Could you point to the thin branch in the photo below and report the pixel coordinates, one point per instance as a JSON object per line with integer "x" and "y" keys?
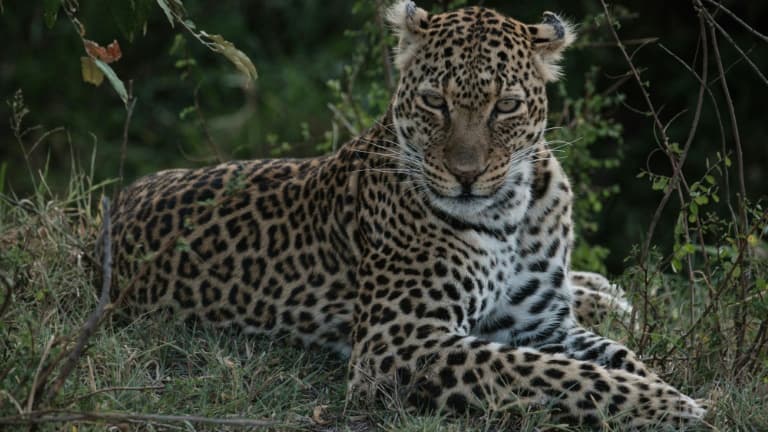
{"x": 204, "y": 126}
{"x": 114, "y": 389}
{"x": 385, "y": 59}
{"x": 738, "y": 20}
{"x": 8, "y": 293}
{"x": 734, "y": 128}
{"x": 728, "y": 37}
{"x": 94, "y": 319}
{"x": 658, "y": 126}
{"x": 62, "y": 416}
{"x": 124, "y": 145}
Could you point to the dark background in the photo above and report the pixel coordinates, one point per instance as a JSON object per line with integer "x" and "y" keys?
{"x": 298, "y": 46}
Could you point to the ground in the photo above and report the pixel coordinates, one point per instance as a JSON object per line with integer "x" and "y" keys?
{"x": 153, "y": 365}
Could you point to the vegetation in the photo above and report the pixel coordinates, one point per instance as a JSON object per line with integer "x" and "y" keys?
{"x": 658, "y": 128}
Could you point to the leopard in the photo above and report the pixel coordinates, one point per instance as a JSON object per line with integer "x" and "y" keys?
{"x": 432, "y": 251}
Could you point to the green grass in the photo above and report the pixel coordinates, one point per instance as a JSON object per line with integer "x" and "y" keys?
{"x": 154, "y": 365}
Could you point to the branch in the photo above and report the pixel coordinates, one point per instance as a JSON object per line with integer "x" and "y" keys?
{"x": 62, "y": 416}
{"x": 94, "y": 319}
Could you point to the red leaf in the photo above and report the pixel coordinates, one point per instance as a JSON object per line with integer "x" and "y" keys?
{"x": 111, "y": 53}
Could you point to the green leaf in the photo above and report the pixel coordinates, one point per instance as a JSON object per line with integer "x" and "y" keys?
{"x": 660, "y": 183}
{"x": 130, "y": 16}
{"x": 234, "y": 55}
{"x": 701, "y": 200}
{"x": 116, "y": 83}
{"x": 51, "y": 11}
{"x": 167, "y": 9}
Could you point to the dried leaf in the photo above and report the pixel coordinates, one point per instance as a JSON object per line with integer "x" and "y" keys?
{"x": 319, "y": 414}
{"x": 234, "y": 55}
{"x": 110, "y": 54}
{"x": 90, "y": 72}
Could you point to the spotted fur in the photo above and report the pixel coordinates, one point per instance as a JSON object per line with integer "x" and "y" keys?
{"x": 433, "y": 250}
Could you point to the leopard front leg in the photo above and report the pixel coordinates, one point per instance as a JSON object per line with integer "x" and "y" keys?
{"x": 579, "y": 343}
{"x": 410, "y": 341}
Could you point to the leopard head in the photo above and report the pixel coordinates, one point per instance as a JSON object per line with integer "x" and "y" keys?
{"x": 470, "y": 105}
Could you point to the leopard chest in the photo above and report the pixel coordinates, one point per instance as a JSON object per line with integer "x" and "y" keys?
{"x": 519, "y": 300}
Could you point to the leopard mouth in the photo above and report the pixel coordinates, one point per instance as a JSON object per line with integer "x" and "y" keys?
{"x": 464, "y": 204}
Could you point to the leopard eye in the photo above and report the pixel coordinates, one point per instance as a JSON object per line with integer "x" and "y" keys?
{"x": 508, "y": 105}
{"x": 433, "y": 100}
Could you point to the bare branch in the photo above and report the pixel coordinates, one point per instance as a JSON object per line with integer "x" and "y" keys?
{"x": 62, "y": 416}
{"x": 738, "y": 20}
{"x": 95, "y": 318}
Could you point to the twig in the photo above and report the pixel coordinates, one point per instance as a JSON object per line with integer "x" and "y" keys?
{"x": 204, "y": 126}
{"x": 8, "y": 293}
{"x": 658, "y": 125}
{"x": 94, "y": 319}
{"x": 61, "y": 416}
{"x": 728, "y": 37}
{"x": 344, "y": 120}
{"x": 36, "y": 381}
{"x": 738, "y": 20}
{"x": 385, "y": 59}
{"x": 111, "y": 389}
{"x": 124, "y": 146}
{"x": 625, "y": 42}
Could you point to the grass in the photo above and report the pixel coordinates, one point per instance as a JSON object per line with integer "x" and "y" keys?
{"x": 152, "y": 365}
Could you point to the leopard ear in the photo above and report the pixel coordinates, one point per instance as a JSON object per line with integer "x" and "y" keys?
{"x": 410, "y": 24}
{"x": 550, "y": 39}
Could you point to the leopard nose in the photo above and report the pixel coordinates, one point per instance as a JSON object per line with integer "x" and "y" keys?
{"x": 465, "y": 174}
==*==
--- Work instructions ---
Copy the entire listing above line for line, without changing anything, and omit the pictures from your copy.

--- Result of the task ---
Could you point to the thin branch in the photo below and report the pixel coordinates, one point per instance as a JSON object per line with integer "x" and "y" keys?
{"x": 204, "y": 126}
{"x": 114, "y": 389}
{"x": 385, "y": 59}
{"x": 738, "y": 20}
{"x": 8, "y": 293}
{"x": 734, "y": 128}
{"x": 728, "y": 37}
{"x": 94, "y": 319}
{"x": 658, "y": 126}
{"x": 62, "y": 416}
{"x": 124, "y": 145}
Could you point to the dark background in the photo above and report the pixel coordinates, one point per instance as a JSON object per line with integer "x" and "y" keys?
{"x": 298, "y": 46}
Could you point to the ground in the photo above and report the pixel coordinates, one point per instance as a JSON object per line with integer "x" and "y" keys?
{"x": 153, "y": 365}
Could you point to the vegetation in the photo above and report the pixel coordinates, one point per instance as a JSON object per line with integer "x" and "y" keys?
{"x": 658, "y": 128}
Could you point to the leopard in the photo above and report the pixel coordinates, one point per instance as a JSON object per line with integer "x" and "y" keys?
{"x": 432, "y": 251}
Could you point to the green grass in the photo above and report the pixel coordinates, one point per instance as a JSON object per line with integer "x" and "y" keys?
{"x": 154, "y": 365}
Could you point to the branch in the photo above and report the pixel coordinates, one point per instance as a JSON object per line with integer "x" and "y" keys?
{"x": 62, "y": 416}
{"x": 94, "y": 319}
Could you point to the red leaf in the photo above and report the pixel coordinates, one point per instance as a JSON object per line with integer "x" and "y" keys?
{"x": 111, "y": 53}
Could you point to the green leaf in the photo above and report the pixel coordinates, one point per instance as a JSON object per line with integer "x" and "y" keys?
{"x": 660, "y": 183}
{"x": 130, "y": 16}
{"x": 234, "y": 55}
{"x": 701, "y": 200}
{"x": 116, "y": 83}
{"x": 51, "y": 11}
{"x": 167, "y": 9}
Could you point to the dried leaf in the photo above and report the pixel coordinates, one point per instance as a JSON object per line with integer "x" and "y" keys?
{"x": 319, "y": 414}
{"x": 234, "y": 55}
{"x": 110, "y": 54}
{"x": 90, "y": 72}
Could you point to the spotted fur in the photo above and report the pixel coordinates, one point per instance as a JSON object per line with integer "x" and "y" keys?
{"x": 433, "y": 250}
Could you point to the leopard front leg in the photo above and report the pixel coordinates, one point per instance as a JSON object per line with integer "x" and "y" keys?
{"x": 579, "y": 343}
{"x": 410, "y": 341}
Could you point to the leopard head in the photo above and report the pixel coordinates, one point per instance as a JSON object per line with integer "x" and "y" keys?
{"x": 470, "y": 105}
Could you point to the leopard chest in the photo above and report the pixel coordinates, one point per instance as a JSON object per line with integer "x" and "y" keys?
{"x": 519, "y": 300}
Could you point to the leopard mouth in the photo above and report the pixel coordinates, one point per instance as a JSON object per line with integer "x" and "y" keys?
{"x": 464, "y": 204}
Could you point to the leopard eye in the photo above and report the pixel coordinates, one point per instance as a JSON object per line with integer "x" and "y" keys?
{"x": 508, "y": 105}
{"x": 433, "y": 100}
Could you point to the bare branch in the photo above and report the pixel coordinates, one point per instance as a JSON object per line with integer "x" and "y" keys?
{"x": 62, "y": 416}
{"x": 738, "y": 20}
{"x": 95, "y": 318}
Could you point to the twig in the photo above and report the pixel coordinates, one point per instance as a JSON object per line with integer "x" and "y" keys?
{"x": 204, "y": 126}
{"x": 8, "y": 293}
{"x": 658, "y": 125}
{"x": 94, "y": 319}
{"x": 61, "y": 416}
{"x": 728, "y": 37}
{"x": 344, "y": 120}
{"x": 36, "y": 381}
{"x": 738, "y": 20}
{"x": 385, "y": 59}
{"x": 111, "y": 389}
{"x": 124, "y": 146}
{"x": 625, "y": 42}
Could you point to the grass in the photo above and report the pixel coordinates, one point per instance as a JSON object per line with integer "x" and "y" keys?
{"x": 152, "y": 365}
Could you point to the leopard ear in the photo above and report the pixel coordinates, one point per instance as a JSON object per line with integer "x" and "y" keys?
{"x": 410, "y": 24}
{"x": 550, "y": 39}
Could you point to the leopard nose in the photo above and report the pixel coordinates, one point per instance as a JSON object per line with integer "x" and "y" keys?
{"x": 465, "y": 174}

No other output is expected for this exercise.